### Coordinate annotation records:
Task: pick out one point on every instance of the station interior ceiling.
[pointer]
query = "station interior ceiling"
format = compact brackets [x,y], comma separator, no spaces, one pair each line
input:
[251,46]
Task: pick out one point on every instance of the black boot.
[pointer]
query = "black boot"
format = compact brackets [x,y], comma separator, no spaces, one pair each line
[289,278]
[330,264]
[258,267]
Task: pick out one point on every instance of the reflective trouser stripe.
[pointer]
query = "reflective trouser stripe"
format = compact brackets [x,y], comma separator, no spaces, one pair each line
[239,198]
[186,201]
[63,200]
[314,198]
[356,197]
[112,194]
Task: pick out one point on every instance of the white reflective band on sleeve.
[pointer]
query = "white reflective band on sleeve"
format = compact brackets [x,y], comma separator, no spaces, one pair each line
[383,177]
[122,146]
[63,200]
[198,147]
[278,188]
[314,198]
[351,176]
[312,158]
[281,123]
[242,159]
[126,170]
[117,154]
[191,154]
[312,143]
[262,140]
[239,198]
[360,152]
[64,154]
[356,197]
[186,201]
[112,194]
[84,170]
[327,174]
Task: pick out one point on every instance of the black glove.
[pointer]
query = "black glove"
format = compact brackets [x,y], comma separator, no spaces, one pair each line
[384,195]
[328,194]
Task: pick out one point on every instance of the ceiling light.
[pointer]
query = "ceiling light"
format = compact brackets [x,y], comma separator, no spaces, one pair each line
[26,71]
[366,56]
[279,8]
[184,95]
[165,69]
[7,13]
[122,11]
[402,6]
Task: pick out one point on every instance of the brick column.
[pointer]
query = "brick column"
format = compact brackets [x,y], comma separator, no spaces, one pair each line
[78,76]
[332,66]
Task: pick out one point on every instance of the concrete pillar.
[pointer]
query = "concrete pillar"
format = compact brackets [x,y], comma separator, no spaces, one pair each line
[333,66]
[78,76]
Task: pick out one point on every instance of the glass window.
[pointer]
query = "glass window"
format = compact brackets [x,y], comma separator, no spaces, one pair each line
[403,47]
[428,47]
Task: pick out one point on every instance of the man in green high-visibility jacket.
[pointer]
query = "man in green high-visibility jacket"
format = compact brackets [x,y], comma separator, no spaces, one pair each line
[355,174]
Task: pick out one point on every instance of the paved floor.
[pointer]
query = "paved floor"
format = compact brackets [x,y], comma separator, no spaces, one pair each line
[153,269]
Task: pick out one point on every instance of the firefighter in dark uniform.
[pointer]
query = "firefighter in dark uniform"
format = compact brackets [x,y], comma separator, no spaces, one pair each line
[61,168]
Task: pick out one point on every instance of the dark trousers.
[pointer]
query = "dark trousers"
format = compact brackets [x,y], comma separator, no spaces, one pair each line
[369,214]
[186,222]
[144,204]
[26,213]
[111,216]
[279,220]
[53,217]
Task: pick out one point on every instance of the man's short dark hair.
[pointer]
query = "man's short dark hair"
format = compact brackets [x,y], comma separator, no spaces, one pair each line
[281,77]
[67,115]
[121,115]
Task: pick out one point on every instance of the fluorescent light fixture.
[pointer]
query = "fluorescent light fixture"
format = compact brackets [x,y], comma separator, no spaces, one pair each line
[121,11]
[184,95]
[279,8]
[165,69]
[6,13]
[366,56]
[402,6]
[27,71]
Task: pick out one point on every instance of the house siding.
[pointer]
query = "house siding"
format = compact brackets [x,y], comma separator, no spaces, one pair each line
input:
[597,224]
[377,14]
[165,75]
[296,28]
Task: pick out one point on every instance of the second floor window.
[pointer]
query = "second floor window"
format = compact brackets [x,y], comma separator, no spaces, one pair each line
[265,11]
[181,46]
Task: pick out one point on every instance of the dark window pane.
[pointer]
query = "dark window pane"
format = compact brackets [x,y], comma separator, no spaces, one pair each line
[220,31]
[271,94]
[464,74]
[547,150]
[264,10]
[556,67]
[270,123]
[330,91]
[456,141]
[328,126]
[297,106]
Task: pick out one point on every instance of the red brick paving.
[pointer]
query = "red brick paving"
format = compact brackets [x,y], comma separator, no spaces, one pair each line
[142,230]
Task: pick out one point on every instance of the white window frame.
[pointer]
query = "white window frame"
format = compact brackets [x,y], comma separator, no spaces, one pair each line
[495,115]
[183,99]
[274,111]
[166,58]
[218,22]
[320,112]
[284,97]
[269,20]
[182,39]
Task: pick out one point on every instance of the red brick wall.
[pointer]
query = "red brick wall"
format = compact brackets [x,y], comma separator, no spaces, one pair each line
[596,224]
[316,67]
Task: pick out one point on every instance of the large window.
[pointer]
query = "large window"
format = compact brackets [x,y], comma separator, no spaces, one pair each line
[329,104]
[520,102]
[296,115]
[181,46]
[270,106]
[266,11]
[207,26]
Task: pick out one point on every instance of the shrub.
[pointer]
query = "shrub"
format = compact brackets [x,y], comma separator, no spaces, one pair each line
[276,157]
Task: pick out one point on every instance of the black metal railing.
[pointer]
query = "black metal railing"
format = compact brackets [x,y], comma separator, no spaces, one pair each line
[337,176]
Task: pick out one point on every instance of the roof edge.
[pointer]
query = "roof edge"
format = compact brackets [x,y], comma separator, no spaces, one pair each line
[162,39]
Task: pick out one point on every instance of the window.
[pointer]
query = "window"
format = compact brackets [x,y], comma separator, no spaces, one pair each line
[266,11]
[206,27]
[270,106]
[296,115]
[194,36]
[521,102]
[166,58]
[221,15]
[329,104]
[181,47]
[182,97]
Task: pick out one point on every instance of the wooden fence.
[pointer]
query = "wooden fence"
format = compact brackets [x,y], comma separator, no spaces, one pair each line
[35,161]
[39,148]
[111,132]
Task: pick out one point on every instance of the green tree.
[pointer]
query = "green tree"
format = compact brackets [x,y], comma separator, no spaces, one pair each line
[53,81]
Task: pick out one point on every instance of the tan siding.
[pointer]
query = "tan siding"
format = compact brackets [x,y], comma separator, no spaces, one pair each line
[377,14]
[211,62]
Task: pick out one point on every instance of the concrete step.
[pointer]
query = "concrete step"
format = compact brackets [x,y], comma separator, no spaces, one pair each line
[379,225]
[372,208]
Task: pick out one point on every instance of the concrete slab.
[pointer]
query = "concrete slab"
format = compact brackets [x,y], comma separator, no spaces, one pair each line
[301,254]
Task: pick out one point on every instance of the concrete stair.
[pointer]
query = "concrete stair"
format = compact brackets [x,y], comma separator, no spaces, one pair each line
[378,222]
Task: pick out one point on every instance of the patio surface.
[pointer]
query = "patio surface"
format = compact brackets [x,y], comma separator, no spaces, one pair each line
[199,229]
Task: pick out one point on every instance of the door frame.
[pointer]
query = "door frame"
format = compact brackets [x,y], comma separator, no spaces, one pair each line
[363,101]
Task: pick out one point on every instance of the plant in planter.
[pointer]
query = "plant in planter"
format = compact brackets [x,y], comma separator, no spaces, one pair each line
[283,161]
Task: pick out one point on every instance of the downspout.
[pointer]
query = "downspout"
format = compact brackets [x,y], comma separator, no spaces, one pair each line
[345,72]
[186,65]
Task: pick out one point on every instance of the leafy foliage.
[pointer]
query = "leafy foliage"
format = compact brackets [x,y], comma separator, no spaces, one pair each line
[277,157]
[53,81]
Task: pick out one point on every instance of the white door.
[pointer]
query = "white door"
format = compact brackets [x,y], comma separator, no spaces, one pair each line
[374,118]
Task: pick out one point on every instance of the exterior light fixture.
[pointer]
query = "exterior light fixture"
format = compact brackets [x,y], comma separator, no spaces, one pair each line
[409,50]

### Exercise description:
Repeat all of the records above exactly as written.

### Result of the task:
Task: pick out one point on every instance of the station interior ceiling.
[pointer]
query = "station interior ceiling"
format = compact brackets [x,y], comma separator, no spaces, one pair each line
input:
[251,46]
Task: pick out one point on every instance of the black boot.
[pointer]
query = "black boot"
format = compact brackets [x,y], comma separator, no spaces, one pair each line
[289,278]
[330,264]
[258,267]
Task: pick out one point on every instance of the reflective trouser stripe.
[pointer]
query = "reflective trouser stripe"
format = compact brackets [x,y], comma separator, no spaces, one pair each line
[239,198]
[186,201]
[63,200]
[314,198]
[356,197]
[112,194]
Task: pick out one point on every instance of the white reflective band on sleeve.
[pointer]
query = "white reflective band on sleeve"
format = compact brackets [x,y], comma separator, no spaces, one pair each line
[383,177]
[122,146]
[63,200]
[198,147]
[278,188]
[314,198]
[351,176]
[312,158]
[281,123]
[242,159]
[126,170]
[117,154]
[191,154]
[312,143]
[262,140]
[239,198]
[360,152]
[64,154]
[356,197]
[186,201]
[112,194]
[84,170]
[327,174]
Task: pick out one point on every instance of the black glove.
[pointer]
query = "black glove"
format = compact brackets [x,y], comma separator, no spaces, one pair each line
[384,195]
[328,194]
Task: pick out one point on every instance of the ceiling light.
[pointer]
query = "ceiling light"
format = compact brackets [x,y], comma separator, no spaces, one pair each line
[26,71]
[366,56]
[279,8]
[184,95]
[165,69]
[7,13]
[122,11]
[402,6]
Task: pick out one point on every instance of the brick column.
[pointer]
query = "brick column"
format = compact brackets [x,y], comma separator, no spaces, one pair each line
[78,76]
[332,66]
Task: pick out one point on every instance of the concrete pillar.
[pointer]
query = "concrete pillar"
format = compact brackets [x,y], comma separator, no spaces, one pair each line
[333,66]
[78,76]
Task: pick out one point on every instance of the glass window.
[pointer]
query = "glass window"
format = compact brackets [x,y], comma separator, no spaces, one pair each line
[403,47]
[428,47]
Task: pick out one point on every instance of the man in green high-visibility jacket.
[pointer]
query = "man in green high-visibility jacket"
format = compact brackets [x,y], comma separator, no spaces, one pair each line
[355,174]
Task: pick out one point on every instance of the paved floor.
[pointer]
query = "paved floor"
format = compact brackets [x,y], comma separator, no spaces, one pair each line
[153,269]
Task: pick out one point on every instance of the firefighter in dark uniform.
[pointer]
query = "firefighter in dark uniform"
format = compact brackets [x,y], comma separator, no spaces, one pair each line
[61,168]
Task: pick out one point on every instance of the dark trousers.
[pointer]
query = "dark trousers"
format = compact brackets [x,y], comma separator, no spaces, one pair each line
[369,214]
[186,222]
[144,204]
[26,213]
[111,216]
[279,220]
[53,217]
Task: pick out one point on every instance of the man's short dark hair.
[pointer]
query = "man's short dark hair"
format = compact brackets [x,y], comma separator, no spaces, one pair each line
[281,77]
[67,115]
[121,115]
Task: pick out one point on every instance of the fluorescent light fixture.
[pointer]
query = "fluorescent light fixture"
format = compact brackets [x,y], comma separator, no spaces, one pair each line
[121,11]
[184,95]
[279,8]
[165,69]
[6,13]
[366,56]
[402,6]
[27,71]
Task: pick out one point on every instance of the house siding.
[pointer]
query = "house siding"
format = compact brackets [x,y], comma separator, no spaces, one pair each line
input:
[597,224]
[377,14]
[165,75]
[296,28]
Task: pick out one point on every instance of the second floor window.
[pointer]
query = "second floor window"
format = compact brackets [x,y], comma separator, no spaces, one pair each line
[265,11]
[181,46]
Task: pick out one point on every instance of the dark window pane.
[pointer]
query = "dark window pane"
format = compact brackets [x,y], comma separator, no spaces, one pair each line
[220,31]
[271,94]
[464,74]
[547,150]
[264,10]
[556,67]
[270,123]
[330,91]
[456,141]
[328,126]
[297,106]
Task: pick out one point on every instance of the red brick paving.
[pointer]
query = "red brick paving"
format = compact brackets [x,y], comma separator, no spaces, one pair each line
[142,230]
Task: pick out one point on every instance of the white window frame.
[pointer]
query = "white window frame"
format = compact brackets [x,y], comma separator, no spaces, one pair each line
[495,115]
[183,99]
[274,111]
[166,58]
[218,22]
[320,112]
[284,97]
[269,20]
[182,39]
Task: pick out one point on every instance of the red brick wall.
[pointer]
query = "red brick wall"
format = compact brackets [x,y], comma separator, no spaces, one pair each line
[596,224]
[316,67]
Task: pick out one point on every instance of the large window.
[pointer]
query = "large window"
format = compact brackets [x,y], comma separator, no spaces, one pair each line
[329,104]
[520,102]
[296,115]
[181,46]
[270,106]
[266,11]
[207,26]
Task: pick out one point on every instance of the shrub.
[pointer]
query = "shrub"
format = compact brackets [x,y], comma separator, no spaces, one pair each line
[276,157]
Task: pick out one point on every instance of the black metal railing.
[pointer]
query = "black metal railing"
format = compact brackets [x,y], comma separator, no spaces, one pair each line
[337,176]
Task: pick out one point on every instance of the roof edge.
[pointer]
query = "roof edge"
format = compact brackets [x,y], comma separator, no spaces, one pair each line
[162,39]
Task: pick out one point on every instance of the window.
[pointer]
query = "window"
format = compact brackets [x,y], comma separator, no spaces, one pair each line
[266,11]
[206,27]
[270,106]
[296,115]
[194,36]
[521,102]
[166,58]
[221,15]
[329,104]
[181,47]
[182,97]
Task: pick out one point on every instance of the wooden fence.
[pointer]
query = "wooden fence"
format = compact brackets [x,y], comma separator, no spaces, one pair each line
[35,161]
[39,148]
[111,132]
Task: pick out one point on every instance of the green tree.
[pointer]
query = "green tree"
format = compact brackets [x,y], comma separator, no spaces, one pair each line
[53,81]
Task: pick out one point on every instance of the tan siding.
[pointer]
query = "tan siding"
format = compact brackets [x,y], comma separator, no spaces, one pair each line
[377,14]
[211,62]
Task: pick out one point on every instance of the concrete step.
[pointer]
query = "concrete step"
format = compact brackets [x,y], comma separator, no spaces, one pair each line
[379,225]
[372,208]
Task: pick out one point on every instance of the concrete slab.
[pointer]
query = "concrete slab"
format = compact brackets [x,y], comma separator, no spaces, one pair each line
[301,254]
Task: pick out one point on every instance of the concrete stair.
[pointer]
query = "concrete stair"
format = compact brackets [x,y], comma separator, no spaces, one pair each line
[378,222]
Task: pick out one point on every instance of the patio surface.
[pointer]
query = "patio surface"
format = compact brackets [x,y], comma separator, no spaces, one pair each line
[199,229]
Task: pick out one point on every instance of the door frame.
[pointer]
query = "door frame"
format = compact brackets [x,y], comma separator, no spaces, one pair each line
[363,101]
Task: pick out one point on every instance of the plant in planter.
[pointer]
query = "plant in planter"
format = compact brackets [x,y], comma separator, no spaces, one pair each line
[283,161]
Task: pick out one point on every instance of the downspout.
[pointer]
query = "downspout"
format = compact brackets [x,y], comma separator, no spaces, one pair each line
[345,72]
[186,65]
Task: pick out one point on every instance of the leafy foliage.
[pointer]
query = "leafy foliage"
format = compact brackets [x,y], comma separator, no spaces, one pair each line
[277,157]
[53,81]
Task: pick out one point on every instance of the white door.
[pointer]
query = "white door"
format = compact brackets [x,y], comma separator, no spaces, one pair each line
[374,118]
Task: pick out one point on every instance of the exterior light fixture.
[pointer]
query = "exterior light fixture"
format = compact brackets [x,y], comma separator, no spaces, one pair each line
[409,50]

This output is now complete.